• Stored items from a collection:
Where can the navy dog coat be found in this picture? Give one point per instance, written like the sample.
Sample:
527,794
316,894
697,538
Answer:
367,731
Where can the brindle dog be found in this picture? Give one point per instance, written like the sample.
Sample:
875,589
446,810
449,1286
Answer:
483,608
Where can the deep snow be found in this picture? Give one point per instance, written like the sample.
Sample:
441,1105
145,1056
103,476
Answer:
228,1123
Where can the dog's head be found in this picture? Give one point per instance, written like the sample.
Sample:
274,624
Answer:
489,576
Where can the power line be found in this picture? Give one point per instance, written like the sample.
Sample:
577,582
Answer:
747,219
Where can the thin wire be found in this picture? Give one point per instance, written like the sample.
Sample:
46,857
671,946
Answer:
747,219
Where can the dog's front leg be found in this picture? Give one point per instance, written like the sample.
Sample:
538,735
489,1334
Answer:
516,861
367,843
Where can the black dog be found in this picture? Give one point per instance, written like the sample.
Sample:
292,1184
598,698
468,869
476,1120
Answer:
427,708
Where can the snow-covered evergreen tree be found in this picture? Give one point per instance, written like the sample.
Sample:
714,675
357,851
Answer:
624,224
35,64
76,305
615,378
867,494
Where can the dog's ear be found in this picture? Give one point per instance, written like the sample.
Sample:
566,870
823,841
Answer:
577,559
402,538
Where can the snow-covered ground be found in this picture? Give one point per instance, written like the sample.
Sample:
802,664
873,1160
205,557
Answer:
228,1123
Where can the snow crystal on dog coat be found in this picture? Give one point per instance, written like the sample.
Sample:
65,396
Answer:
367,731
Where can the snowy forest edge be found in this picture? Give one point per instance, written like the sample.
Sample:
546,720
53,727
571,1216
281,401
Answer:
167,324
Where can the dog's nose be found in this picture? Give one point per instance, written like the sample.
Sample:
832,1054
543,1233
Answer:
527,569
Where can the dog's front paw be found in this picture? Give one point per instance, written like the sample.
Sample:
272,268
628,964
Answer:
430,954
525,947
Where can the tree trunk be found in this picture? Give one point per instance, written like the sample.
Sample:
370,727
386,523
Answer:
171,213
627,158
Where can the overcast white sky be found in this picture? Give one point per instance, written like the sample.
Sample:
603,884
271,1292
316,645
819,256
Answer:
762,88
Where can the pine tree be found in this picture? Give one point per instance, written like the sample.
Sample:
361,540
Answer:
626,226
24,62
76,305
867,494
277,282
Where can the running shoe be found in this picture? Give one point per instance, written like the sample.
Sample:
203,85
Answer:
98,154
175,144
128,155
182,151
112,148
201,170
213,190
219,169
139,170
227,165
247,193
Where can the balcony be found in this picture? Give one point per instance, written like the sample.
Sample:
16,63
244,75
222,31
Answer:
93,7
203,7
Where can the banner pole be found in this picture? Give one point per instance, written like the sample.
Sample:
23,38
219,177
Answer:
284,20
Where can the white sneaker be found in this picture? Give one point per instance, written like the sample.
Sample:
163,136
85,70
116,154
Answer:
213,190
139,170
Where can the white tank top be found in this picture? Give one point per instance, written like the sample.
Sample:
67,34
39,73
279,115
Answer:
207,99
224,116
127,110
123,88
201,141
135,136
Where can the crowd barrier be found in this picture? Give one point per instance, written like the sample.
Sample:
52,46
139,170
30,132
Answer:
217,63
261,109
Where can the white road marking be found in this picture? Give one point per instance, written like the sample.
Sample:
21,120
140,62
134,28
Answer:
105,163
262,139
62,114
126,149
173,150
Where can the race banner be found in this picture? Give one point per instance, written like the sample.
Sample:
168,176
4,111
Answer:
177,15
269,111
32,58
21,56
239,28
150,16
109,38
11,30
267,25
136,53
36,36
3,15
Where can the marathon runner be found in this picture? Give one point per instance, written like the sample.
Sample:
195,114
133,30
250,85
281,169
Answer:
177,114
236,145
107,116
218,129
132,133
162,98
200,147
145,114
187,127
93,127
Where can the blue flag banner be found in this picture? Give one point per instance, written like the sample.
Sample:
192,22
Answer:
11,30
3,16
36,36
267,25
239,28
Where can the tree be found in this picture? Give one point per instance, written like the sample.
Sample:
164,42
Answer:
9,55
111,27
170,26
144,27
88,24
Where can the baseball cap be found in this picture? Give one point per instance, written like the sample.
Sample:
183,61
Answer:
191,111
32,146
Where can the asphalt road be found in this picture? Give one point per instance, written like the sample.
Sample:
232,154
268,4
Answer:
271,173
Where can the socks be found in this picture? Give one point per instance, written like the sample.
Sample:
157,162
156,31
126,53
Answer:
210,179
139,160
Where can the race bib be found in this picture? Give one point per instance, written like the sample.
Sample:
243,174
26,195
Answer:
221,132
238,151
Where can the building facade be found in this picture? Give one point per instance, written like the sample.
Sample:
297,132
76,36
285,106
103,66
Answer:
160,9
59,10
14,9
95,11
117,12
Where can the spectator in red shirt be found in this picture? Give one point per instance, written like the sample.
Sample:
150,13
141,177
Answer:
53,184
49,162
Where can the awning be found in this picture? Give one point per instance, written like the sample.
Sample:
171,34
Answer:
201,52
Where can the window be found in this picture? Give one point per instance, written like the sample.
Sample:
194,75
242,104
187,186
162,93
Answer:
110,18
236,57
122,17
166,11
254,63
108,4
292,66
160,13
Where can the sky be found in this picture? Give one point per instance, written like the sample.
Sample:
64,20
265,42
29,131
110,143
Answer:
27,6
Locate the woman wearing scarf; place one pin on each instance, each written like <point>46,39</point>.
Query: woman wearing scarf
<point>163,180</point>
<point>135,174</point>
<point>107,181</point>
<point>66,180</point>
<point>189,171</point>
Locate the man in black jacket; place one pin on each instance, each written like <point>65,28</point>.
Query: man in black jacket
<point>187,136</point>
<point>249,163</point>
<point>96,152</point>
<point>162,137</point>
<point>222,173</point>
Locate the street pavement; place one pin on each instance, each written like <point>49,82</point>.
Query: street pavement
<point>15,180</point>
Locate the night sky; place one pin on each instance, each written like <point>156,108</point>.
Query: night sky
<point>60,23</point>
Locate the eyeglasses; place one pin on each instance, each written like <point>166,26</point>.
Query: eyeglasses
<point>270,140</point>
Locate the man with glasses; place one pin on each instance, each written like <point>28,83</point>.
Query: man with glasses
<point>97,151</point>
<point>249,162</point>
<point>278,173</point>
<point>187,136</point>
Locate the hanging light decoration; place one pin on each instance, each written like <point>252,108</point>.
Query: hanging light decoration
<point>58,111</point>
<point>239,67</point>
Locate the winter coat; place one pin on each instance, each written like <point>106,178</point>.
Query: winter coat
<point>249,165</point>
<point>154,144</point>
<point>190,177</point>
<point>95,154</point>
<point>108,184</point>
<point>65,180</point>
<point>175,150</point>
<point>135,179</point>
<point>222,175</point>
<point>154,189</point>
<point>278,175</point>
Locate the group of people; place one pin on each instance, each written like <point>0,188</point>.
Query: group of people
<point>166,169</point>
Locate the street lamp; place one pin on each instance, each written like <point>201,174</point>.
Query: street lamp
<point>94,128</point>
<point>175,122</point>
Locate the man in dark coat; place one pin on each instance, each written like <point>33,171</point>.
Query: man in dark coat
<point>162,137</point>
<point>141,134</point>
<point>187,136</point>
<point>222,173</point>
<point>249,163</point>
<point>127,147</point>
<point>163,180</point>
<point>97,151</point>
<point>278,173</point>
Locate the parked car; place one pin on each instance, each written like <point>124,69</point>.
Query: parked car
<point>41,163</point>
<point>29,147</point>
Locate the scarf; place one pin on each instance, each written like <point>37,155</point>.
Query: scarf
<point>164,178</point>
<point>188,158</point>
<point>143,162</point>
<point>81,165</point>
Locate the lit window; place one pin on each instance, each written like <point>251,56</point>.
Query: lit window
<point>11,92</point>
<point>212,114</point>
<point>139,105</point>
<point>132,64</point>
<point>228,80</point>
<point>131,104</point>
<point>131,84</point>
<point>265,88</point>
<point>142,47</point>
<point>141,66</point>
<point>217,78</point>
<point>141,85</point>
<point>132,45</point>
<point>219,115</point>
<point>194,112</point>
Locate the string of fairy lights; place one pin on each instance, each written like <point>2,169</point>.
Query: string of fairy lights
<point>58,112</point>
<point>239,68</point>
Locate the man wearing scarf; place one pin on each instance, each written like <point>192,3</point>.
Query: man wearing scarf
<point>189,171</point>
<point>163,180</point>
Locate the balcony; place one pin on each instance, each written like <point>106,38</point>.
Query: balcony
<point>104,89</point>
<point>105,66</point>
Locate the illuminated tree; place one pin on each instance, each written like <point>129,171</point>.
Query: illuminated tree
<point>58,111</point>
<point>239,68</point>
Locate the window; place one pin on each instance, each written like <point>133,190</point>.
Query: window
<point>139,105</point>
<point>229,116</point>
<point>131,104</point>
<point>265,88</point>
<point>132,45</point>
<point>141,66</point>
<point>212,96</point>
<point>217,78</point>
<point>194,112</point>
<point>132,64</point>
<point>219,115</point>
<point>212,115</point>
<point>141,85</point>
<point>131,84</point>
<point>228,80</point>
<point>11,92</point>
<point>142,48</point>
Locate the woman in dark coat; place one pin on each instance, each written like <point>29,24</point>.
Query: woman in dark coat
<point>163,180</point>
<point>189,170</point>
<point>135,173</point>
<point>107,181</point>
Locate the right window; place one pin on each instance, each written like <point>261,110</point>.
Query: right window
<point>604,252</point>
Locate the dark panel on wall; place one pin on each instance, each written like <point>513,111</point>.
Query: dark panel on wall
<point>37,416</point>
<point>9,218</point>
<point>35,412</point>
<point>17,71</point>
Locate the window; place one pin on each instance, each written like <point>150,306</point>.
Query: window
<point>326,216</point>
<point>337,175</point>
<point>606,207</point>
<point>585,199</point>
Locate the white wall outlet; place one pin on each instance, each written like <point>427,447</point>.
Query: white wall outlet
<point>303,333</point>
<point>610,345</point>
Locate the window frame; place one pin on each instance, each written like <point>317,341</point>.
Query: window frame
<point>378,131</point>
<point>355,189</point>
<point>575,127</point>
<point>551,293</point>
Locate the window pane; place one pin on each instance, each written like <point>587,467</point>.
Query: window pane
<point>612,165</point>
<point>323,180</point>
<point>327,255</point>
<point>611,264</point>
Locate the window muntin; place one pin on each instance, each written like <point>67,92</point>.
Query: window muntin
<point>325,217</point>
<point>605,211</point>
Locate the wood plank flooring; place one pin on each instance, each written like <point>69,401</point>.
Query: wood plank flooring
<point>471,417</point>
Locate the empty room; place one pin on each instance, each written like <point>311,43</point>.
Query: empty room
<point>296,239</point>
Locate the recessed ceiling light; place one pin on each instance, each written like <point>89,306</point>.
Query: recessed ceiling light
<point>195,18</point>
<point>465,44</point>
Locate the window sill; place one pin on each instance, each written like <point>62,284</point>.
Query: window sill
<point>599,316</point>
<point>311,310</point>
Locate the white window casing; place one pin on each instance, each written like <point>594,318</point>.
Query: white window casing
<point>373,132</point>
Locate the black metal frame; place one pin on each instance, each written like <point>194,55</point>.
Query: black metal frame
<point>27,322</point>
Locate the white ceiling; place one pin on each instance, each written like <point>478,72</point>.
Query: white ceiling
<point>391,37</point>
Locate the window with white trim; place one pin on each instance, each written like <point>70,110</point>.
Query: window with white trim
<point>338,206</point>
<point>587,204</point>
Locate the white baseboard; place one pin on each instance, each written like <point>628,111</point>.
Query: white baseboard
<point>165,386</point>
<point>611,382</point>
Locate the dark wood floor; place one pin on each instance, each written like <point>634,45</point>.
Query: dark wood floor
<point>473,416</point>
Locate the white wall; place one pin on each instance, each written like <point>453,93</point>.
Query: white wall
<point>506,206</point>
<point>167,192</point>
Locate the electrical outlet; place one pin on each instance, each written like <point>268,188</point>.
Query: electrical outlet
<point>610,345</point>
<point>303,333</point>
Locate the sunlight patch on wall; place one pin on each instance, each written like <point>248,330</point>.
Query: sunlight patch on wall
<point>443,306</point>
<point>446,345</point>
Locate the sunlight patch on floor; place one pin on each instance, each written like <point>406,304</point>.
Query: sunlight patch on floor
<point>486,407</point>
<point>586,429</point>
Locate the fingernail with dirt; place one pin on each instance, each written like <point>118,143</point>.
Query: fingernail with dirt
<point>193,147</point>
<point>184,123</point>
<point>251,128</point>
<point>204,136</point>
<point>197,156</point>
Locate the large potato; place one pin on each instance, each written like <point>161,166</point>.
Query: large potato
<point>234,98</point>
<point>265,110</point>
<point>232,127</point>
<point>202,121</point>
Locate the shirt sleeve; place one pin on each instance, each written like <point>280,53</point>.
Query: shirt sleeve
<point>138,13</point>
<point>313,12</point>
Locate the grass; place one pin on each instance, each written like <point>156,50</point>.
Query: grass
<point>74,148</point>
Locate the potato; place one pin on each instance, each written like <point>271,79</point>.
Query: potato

• Exercise objective:
Out of the data above, give again only the lines starting at the one holding "Locate the recessed" and ending at the one holding "Locate the electrical", unchanged.

• Solution for this problem:
Locate the recessed ceiling light; place one pin on each instance, each written like <point>89,306</point>.
Query: recessed ceiling light
<point>195,18</point>
<point>465,44</point>
Locate the window sill; place one pin on each instance, each written like <point>62,284</point>.
Query: window sill
<point>599,316</point>
<point>311,310</point>
Locate the white window casing; place one pin on each instance, each written like <point>594,318</point>.
Query: white window casing
<point>373,132</point>
Locate the black metal frame; place one pin on each instance, each written like <point>194,55</point>.
Query: black metal frame
<point>27,322</point>
Locate the white ceiling; place one pin on each instance, each written like <point>478,72</point>.
Query: white ceiling
<point>391,37</point>
Locate the window with white trim; place one pin on each instance, each written like <point>70,110</point>.
Query: window with white trim
<point>338,206</point>
<point>587,204</point>
Locate the white baseboard; place one pin on each instance, each written like <point>628,111</point>.
Query: white baseboard
<point>165,386</point>
<point>611,382</point>
Locate the dark wood floor; place one pin on each instance, each written like <point>634,45</point>.
Query: dark wood floor
<point>473,416</point>
Locate the white wall; place one pin on each instance, each written like <point>453,93</point>.
Query: white wall
<point>506,206</point>
<point>167,192</point>
Locate the electrical outlet; place one pin on each instance, each written like <point>268,188</point>.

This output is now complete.